→ TASK PROMPT
According to the post on the "cup" Jesus drank, why could only Jesus drink that cup? Answer in one to three sentences.

→ TEXT BLOCK
Tuesday, March 24, 2015

March 24, 2015 - along the Way ...

Sunday I talked a little about "the cup" which Jesus had to drink in order to do God's will.  It was a difficult cup; a cup full of suffering and pain, which lead to His death, and culminated in His victorious resurrection from the dead.   It was a "cup" that only Jesus could drink because only Jesus was the eternal Son of God in human flesh, and only Jesus was without sin.

This got me thinking about what that "cup" means for you and I.   Jesus told James and John that they would indeed drink from this "cup" but that would not guarantee a high position in Jesus' kingdom.  (see Matthew 20:23)

So do all followers of Jesus have to drink from this "cup"?

In short, yes we do.  However, I feel I need to elaborate on that a little so that we can see clearly what that means for us.

First, we drink from this "cup" because we all feel the effects of sin in this broken world.   We see broken relationships, we hear people criticize what they do not understand, we can even be persecuted as followers of Jesus suffering greatly for the gospel.   In this sense, we all drink from this "cup".

Second, the "cup" is God's will.   In Matthew 26:39, Jesus prays, "My Father, if it is possible, may this cup to be taken from me.  Yet not as I will, but as You will."  And again in Matthew 26:42, "My Father, if it is not possible for this cup to be taken away unless I drink it, may Your will be done."

Jesus had to drink the "cup" in order to fulfill God's will for Him.   In the same way, God has a will for each of us.  He desires that we seek His kingdom first and seek to know and do what is right in each circumstance.   In addition, He has "created us in Jesus Christ to do good works, which (He) prepared in advance for us to do".  

In this sense, I believe God has a unique plan for each of us.   He created us and has now re-created us in Christ for a purpose.   Finding that purpose ought to be at the forefront of our minds, as we seek God's kingdom and His righteousness.

→ RAW DATA

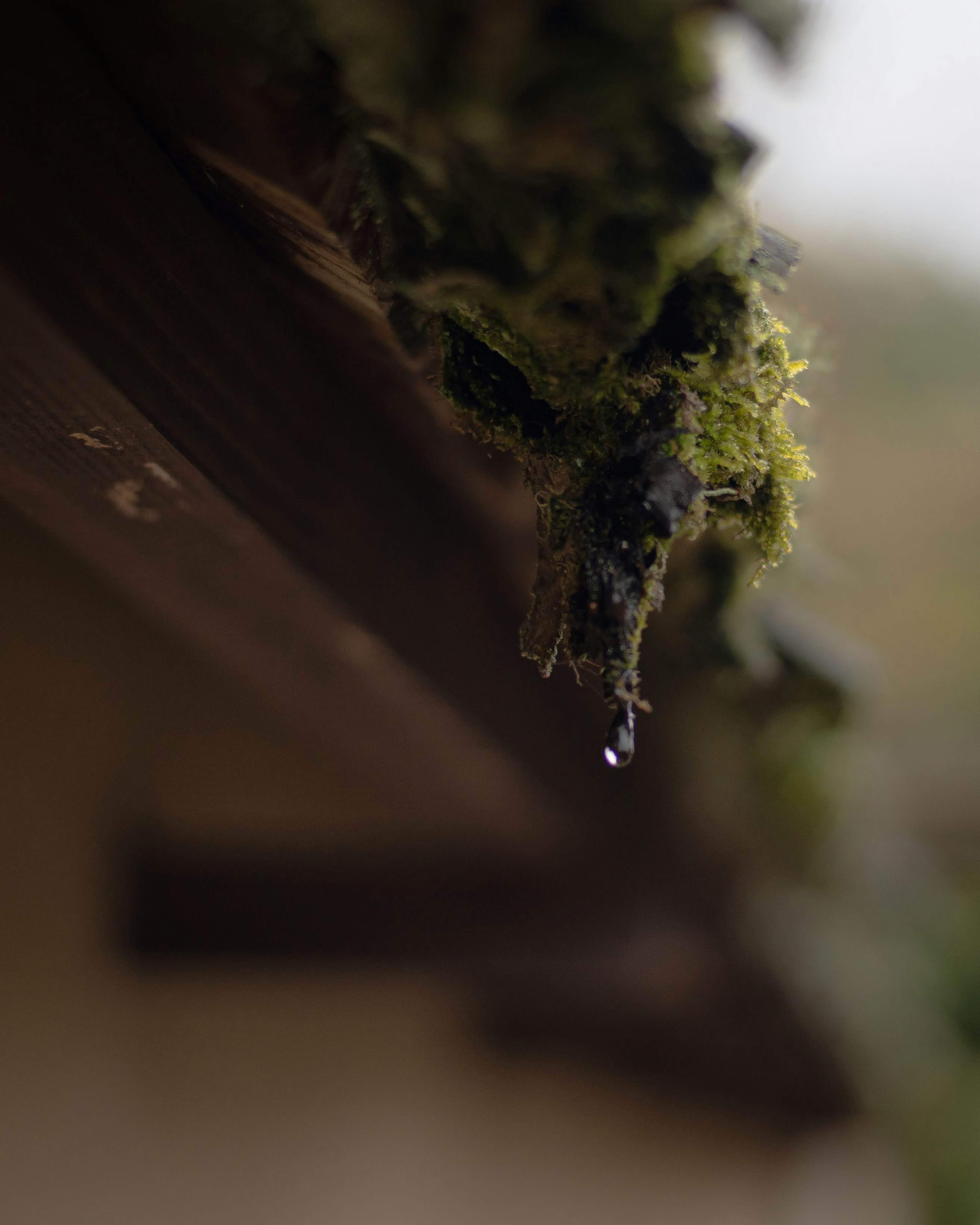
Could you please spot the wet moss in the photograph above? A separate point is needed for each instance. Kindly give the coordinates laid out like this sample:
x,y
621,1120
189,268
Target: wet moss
x,y
547,188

→ WRITTEN ANSWER
Only Jesus could drink that cup because only he was the eternal Son of God in human flesh. He was also the only one without sin.